- **Raw data**
○ ○ ○ ○

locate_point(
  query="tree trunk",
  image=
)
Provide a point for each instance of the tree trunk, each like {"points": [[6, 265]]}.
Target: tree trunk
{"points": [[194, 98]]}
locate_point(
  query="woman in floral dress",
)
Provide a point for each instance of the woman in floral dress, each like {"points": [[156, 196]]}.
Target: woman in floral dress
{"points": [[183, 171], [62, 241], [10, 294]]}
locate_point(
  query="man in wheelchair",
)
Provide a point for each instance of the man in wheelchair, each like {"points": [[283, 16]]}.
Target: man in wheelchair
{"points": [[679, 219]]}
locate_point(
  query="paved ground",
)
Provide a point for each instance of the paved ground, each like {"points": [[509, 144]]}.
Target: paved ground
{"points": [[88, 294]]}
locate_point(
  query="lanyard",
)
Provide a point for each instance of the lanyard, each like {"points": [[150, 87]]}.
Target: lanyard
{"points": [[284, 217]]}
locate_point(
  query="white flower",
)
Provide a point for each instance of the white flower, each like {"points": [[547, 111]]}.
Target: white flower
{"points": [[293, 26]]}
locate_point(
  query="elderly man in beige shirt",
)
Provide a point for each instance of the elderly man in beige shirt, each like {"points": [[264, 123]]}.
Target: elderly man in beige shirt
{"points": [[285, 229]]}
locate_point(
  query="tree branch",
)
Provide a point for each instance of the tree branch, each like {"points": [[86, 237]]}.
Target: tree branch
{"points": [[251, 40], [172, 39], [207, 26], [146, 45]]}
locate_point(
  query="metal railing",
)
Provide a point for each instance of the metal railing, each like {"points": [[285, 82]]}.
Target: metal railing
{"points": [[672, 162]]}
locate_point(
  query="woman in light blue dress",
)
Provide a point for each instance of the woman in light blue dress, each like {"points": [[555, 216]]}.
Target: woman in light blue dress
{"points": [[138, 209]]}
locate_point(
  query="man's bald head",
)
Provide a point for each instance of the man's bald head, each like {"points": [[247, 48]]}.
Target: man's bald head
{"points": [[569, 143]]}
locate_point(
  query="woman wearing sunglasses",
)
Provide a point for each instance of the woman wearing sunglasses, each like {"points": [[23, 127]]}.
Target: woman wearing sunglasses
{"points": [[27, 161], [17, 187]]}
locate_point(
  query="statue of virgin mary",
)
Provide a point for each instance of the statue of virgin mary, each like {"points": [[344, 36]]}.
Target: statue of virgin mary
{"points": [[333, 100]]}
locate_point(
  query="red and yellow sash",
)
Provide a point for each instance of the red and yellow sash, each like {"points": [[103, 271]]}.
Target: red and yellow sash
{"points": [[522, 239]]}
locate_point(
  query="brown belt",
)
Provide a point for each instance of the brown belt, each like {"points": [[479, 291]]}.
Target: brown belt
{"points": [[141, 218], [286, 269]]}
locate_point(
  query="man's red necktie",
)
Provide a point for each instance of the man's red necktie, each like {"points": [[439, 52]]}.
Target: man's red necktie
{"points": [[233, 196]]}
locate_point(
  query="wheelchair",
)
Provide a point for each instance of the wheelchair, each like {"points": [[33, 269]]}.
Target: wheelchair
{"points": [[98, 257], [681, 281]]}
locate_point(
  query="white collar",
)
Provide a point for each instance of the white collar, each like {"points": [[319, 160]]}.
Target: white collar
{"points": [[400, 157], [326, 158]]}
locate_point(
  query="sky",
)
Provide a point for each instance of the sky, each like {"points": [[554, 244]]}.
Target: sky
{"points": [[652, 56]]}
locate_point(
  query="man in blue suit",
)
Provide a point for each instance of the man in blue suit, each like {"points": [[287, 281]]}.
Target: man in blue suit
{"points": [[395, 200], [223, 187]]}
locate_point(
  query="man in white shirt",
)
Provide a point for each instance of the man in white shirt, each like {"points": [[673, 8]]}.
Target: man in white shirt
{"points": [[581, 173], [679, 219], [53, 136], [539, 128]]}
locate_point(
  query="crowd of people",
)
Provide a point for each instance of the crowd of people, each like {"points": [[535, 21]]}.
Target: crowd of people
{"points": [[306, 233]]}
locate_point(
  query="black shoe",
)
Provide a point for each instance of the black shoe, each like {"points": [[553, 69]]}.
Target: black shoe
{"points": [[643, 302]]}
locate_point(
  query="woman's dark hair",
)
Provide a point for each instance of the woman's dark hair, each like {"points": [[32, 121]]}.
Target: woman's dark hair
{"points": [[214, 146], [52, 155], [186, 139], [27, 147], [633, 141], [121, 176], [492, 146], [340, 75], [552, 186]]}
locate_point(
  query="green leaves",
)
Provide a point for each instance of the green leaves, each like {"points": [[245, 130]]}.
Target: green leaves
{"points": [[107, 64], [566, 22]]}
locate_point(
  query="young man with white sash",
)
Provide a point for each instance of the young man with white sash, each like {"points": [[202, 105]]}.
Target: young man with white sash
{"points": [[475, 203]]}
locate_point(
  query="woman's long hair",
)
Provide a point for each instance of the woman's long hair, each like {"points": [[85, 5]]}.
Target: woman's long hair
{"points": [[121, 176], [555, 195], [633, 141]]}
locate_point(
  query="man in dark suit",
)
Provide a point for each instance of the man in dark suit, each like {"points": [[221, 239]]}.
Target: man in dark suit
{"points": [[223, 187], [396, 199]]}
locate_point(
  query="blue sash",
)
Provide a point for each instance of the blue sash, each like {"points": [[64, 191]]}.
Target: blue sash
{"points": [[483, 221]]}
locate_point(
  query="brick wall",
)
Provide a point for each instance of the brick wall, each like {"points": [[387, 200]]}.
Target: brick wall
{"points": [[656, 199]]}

○ ○ ○ ○

- **Assigned task**
Exactly as written, output the material once more.

- **Response**
locate_point(
  query="tree trunk",
  image=
)
Provide a point for each instance of the tree trunk, each like {"points": [[6, 265]]}.
Target: tree trunk
{"points": [[194, 98]]}
locate_point(
  query="woman in floral dress",
)
Provide a point for each instance of the woman in floral dress, each like {"points": [[156, 196]]}.
Target: woman in floral dress
{"points": [[183, 171], [62, 241], [10, 294]]}
locate_point(
  query="man in wheelchair",
)
Provide a point for each instance of the man in wheelchair, each like {"points": [[283, 16]]}.
Target: man in wheelchair
{"points": [[679, 219]]}
locate_point(
  query="paved ground",
)
Provide a point for each instance of the paved ground, each like {"points": [[509, 144]]}.
Target: paved ground
{"points": [[88, 294]]}
locate_point(
  query="lanyard",
)
Provide a point for each instance of the lanyard, each like {"points": [[150, 87]]}.
Target: lanyard
{"points": [[284, 217]]}
locate_point(
  query="white flower",
)
Provide a point for each instance of the white flower, each like {"points": [[547, 111]]}.
Target: white flower
{"points": [[293, 26]]}
locate_point(
  query="elderly man in beige shirt",
)
Provide a point for each instance of the elderly man in beige shirt, each like {"points": [[264, 123]]}.
Target: elderly man in beige shirt
{"points": [[285, 229]]}
locate_point(
  query="tree branch",
)
Provide a point for each instance of the tree branch, each like {"points": [[86, 237]]}.
Target: tree branch
{"points": [[251, 40], [172, 39], [207, 26], [146, 45]]}
locate_point(
  query="metal railing",
)
Provide a point for each instance of the metal railing, each like {"points": [[285, 82]]}.
Target: metal railing
{"points": [[672, 162]]}
locate_point(
  query="woman in light blue dress",
)
Provide a point for each instance of the woman in light blue dress, each like {"points": [[555, 216]]}.
Target: woman in light blue dress
{"points": [[138, 209]]}
locate_point(
  query="man's bald head",
)
Provide a point for each instance of the man's bald head, each like {"points": [[247, 48]]}.
Target: man's bald head
{"points": [[569, 143]]}
locate_point(
  query="woman wearing sunglasses",
)
Provide a point for each instance of the woman wearing sunglasses, each like {"points": [[23, 127]]}.
Target: woman wearing sunglasses
{"points": [[27, 161], [17, 187]]}
locate_point(
  query="statue of virgin mary",
)
Provide a point for each instance of the statue of virgin mary, each like {"points": [[344, 36]]}.
Target: statue of virgin mary
{"points": [[333, 100]]}
locate_point(
  query="red and yellow sash",
)
Provide a point for each instance of the red and yellow sash, each like {"points": [[103, 271]]}.
Target: red and yellow sash
{"points": [[522, 239]]}
locate_point(
  query="brown belt",
)
Provide a point for each instance of the brown belt, each like {"points": [[479, 291]]}.
Target: brown belt
{"points": [[141, 218], [286, 269]]}
locate_point(
  query="man's red necktie",
)
Provide a point for each instance of the man's red necktie, each like {"points": [[439, 52]]}.
Target: man's red necktie
{"points": [[233, 196]]}
locate_point(
  query="wheelchair",
)
Provide a point for each instance of the wheelchair, each like {"points": [[33, 269]]}.
Target: wheelchair
{"points": [[98, 257], [681, 281]]}
locate_point(
  query="white collar",
)
Provide a point for each instance of the white collar, each like {"points": [[319, 160]]}.
Target: white collar
{"points": [[400, 157], [326, 158]]}
locate_point(
  query="sky",
)
Provide a point for each instance of the sky, each like {"points": [[554, 244]]}.
Target: sky
{"points": [[652, 56]]}
locate_point(
  query="man in blue suit",
)
Provide a point for each instance of the man in blue suit, each like {"points": [[287, 281]]}.
Target: man in blue suit
{"points": [[395, 200], [223, 187]]}
locate_point(
  query="man in white shirt",
)
Provide a point for each instance of the man in white shirt, each like {"points": [[673, 8]]}.
Target: man in white shirt
{"points": [[581, 173], [679, 219], [53, 136], [539, 128]]}
locate_point(
  query="crowd of people",
)
Provide a point for each instance of the crowd of people, each like {"points": [[535, 21]]}.
Target: crowd of people
{"points": [[306, 233]]}
locate_point(
  query="black shoe",
)
Provide a point for each instance of the black shoe, each like {"points": [[553, 69]]}.
Target: black shoe
{"points": [[643, 302]]}
locate_point(
  query="woman's dark hair",
)
Provide a point for each instance of the woman's dark hair, each like {"points": [[32, 121]]}.
Target: woman's dark hair
{"points": [[214, 146], [52, 155], [186, 139], [27, 147], [633, 141], [121, 176], [492, 146], [340, 75], [552, 186]]}
locate_point(
  query="green leaves",
)
Provide a point for each instance of the green leaves, each like {"points": [[245, 130]]}.
Target: green leaves
{"points": [[107, 64], [566, 22]]}
locate_point(
  query="young man with white sash",
)
Provide a point for each instance of the young man with white sash, each like {"points": [[202, 105]]}.
Target: young man with white sash
{"points": [[475, 203]]}
locate_point(
  query="woman's long hair",
)
Provide a point for each instance of the woman's long hair, each like {"points": [[85, 5]]}.
Target: woman's long hair
{"points": [[121, 176], [555, 195], [633, 141]]}
locate_point(
  query="man in dark suit",
)
Provide a point for each instance of the man in dark suit, each like {"points": [[221, 239]]}.
Target: man in dark suit
{"points": [[223, 187], [396, 199]]}
locate_point(
  query="blue sash",
)
Provide a point for each instance of the blue sash, each like {"points": [[64, 191]]}.
Target: blue sash
{"points": [[483, 221]]}
locate_point(
  query="brick wall",
)
Provide a point for each instance of the brick wall, each like {"points": [[387, 200]]}.
Target: brick wall
{"points": [[656, 199]]}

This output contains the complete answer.